Reproduce the records word for word, from the line containing "For the evaluation set, pick out each instance of the large" through the line containing "x=276 y=212", including both of those lines.

Entries pointing to labeled objects:
>>>>

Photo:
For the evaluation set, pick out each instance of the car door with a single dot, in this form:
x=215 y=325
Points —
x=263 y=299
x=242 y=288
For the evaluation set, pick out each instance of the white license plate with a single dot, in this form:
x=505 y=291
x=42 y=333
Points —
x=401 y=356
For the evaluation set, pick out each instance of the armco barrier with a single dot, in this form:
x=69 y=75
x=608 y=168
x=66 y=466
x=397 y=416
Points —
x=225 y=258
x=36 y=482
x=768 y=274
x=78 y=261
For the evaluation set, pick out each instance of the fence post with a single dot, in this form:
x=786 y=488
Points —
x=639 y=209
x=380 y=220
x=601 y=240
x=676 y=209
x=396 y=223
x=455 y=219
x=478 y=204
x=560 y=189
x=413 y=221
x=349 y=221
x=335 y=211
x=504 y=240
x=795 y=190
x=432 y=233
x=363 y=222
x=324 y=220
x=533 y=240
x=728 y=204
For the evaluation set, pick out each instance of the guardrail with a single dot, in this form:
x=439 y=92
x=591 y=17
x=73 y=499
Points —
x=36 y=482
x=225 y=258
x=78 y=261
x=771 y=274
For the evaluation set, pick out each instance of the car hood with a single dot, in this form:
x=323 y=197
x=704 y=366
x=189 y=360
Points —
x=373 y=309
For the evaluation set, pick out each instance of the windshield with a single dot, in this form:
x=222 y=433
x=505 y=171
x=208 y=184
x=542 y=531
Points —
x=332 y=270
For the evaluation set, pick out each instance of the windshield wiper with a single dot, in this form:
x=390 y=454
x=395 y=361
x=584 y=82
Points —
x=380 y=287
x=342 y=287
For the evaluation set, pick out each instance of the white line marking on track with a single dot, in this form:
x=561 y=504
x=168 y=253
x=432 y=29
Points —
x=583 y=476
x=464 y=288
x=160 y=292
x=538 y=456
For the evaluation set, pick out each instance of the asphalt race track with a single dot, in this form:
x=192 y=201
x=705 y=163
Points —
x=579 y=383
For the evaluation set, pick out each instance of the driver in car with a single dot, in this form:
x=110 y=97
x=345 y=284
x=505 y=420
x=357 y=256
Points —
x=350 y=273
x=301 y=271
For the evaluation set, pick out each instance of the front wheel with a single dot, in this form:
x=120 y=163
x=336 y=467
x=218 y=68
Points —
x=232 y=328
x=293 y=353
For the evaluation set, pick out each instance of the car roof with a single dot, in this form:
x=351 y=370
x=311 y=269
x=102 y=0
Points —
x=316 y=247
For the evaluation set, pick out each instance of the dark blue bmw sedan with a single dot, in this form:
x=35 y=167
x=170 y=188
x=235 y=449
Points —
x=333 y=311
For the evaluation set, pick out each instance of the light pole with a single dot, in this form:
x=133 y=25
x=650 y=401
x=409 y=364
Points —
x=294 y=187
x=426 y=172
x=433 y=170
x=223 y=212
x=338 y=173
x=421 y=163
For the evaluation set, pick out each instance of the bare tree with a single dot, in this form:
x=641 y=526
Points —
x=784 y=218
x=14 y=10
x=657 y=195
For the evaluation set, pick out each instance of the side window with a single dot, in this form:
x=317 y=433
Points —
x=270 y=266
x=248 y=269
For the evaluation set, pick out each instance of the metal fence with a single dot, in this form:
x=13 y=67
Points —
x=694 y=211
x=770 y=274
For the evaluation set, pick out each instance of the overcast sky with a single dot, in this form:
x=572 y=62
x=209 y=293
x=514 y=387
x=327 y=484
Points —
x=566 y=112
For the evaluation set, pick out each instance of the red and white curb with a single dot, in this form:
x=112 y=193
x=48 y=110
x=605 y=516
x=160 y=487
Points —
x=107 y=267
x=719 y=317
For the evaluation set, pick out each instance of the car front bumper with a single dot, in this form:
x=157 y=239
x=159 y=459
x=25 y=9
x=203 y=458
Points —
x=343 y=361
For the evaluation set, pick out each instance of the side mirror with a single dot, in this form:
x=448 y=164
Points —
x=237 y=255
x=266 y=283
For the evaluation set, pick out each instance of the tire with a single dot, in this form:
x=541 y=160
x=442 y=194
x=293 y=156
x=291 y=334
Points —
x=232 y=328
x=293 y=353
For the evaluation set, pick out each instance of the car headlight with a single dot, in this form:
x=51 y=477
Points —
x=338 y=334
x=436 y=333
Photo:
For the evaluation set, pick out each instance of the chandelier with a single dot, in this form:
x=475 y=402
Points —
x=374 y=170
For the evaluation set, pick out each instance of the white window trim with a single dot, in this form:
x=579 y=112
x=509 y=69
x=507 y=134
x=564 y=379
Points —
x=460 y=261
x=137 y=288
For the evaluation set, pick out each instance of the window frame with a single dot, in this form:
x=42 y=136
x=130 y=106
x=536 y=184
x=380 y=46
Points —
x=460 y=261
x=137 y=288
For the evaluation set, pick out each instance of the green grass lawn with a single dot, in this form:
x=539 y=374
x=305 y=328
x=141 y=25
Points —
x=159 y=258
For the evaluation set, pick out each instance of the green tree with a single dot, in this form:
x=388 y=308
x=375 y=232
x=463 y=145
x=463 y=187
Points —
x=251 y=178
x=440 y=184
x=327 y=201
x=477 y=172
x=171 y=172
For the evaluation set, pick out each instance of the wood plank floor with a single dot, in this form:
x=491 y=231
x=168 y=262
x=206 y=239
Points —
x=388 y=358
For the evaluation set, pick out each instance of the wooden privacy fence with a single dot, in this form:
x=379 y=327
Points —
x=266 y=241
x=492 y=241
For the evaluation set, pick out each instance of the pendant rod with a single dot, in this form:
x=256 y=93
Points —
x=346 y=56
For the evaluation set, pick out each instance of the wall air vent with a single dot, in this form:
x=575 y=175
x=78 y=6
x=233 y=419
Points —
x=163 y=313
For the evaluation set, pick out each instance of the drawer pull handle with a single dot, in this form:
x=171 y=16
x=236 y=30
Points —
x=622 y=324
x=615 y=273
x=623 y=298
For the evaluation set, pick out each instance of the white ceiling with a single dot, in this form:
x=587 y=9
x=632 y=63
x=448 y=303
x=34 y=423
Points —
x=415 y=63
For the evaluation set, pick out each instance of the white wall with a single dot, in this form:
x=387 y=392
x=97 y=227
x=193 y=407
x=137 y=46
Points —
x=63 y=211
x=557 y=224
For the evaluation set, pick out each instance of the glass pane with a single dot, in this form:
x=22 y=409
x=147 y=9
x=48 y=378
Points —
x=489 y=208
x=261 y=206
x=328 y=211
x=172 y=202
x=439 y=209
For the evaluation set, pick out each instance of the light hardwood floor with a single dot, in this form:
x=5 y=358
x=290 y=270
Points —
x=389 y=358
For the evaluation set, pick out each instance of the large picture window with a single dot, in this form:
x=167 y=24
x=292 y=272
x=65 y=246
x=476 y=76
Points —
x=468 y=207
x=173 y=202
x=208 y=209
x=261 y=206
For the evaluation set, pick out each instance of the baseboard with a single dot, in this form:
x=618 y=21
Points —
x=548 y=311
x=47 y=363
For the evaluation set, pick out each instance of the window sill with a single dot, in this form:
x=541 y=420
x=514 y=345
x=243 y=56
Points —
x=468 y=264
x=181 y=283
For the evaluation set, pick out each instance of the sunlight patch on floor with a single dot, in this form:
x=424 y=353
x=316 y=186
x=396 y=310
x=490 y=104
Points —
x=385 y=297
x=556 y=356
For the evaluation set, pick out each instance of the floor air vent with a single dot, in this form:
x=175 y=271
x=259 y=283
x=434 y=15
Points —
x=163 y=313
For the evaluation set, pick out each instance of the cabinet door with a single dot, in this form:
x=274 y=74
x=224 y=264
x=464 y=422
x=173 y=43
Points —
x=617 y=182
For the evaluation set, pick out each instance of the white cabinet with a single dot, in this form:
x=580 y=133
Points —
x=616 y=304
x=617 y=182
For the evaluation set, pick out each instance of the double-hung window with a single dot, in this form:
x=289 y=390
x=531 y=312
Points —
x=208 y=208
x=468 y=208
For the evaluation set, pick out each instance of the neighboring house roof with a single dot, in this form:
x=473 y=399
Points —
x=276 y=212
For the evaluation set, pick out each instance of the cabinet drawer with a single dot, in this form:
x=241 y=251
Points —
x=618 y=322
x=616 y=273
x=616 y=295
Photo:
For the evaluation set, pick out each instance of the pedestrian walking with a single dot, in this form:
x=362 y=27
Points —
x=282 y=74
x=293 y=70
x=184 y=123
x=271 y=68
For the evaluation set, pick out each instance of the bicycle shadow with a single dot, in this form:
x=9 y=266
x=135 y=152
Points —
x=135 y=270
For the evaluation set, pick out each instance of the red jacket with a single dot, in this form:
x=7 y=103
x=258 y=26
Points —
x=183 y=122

<<<<

Task response:
For the evaluation set, pick out each instance of the large picture window with a single dot, in this form:
x=167 y=24
x=292 y=272
x=65 y=246
x=476 y=76
Points —
x=468 y=207
x=173 y=202
x=208 y=209
x=261 y=206
For the evaluation set, pick out each instance of the baseboard with a single dot, in this form:
x=618 y=21
Points —
x=548 y=311
x=47 y=363
For the evaluation set, pick out each instance of the window sill with a single dot, in this form:
x=541 y=420
x=514 y=345
x=243 y=56
Points —
x=468 y=264
x=181 y=283
For the evaluation set, pick out each instance of the sunlight patch on floor with a single dot, in this form:
x=424 y=353
x=316 y=186
x=396 y=310
x=490 y=104
Points —
x=385 y=297
x=556 y=356
For the evaluation set, pick out each instance of the floor air vent with a single dot, in this form:
x=175 y=271
x=259 y=283
x=434 y=15
Points —
x=163 y=313
For the evaluation set, pick out each instance of the cabinet door with a single dot, in this form:
x=274 y=74
x=224 y=264
x=464 y=422
x=173 y=43
Points —
x=617 y=182
For the evaluation set, pick out each instance of the white cabinet with a single dot, in this form:
x=580 y=133
Points —
x=616 y=304
x=617 y=182
For the evaluation set, pick out each instance of the double-hung window with a single dot, in this form:
x=289 y=390
x=531 y=312
Points —
x=208 y=208
x=468 y=208
For the evaluation set, pick out each instance of the neighboring house roof with a single dot, in this form:
x=473 y=399
Points —
x=276 y=212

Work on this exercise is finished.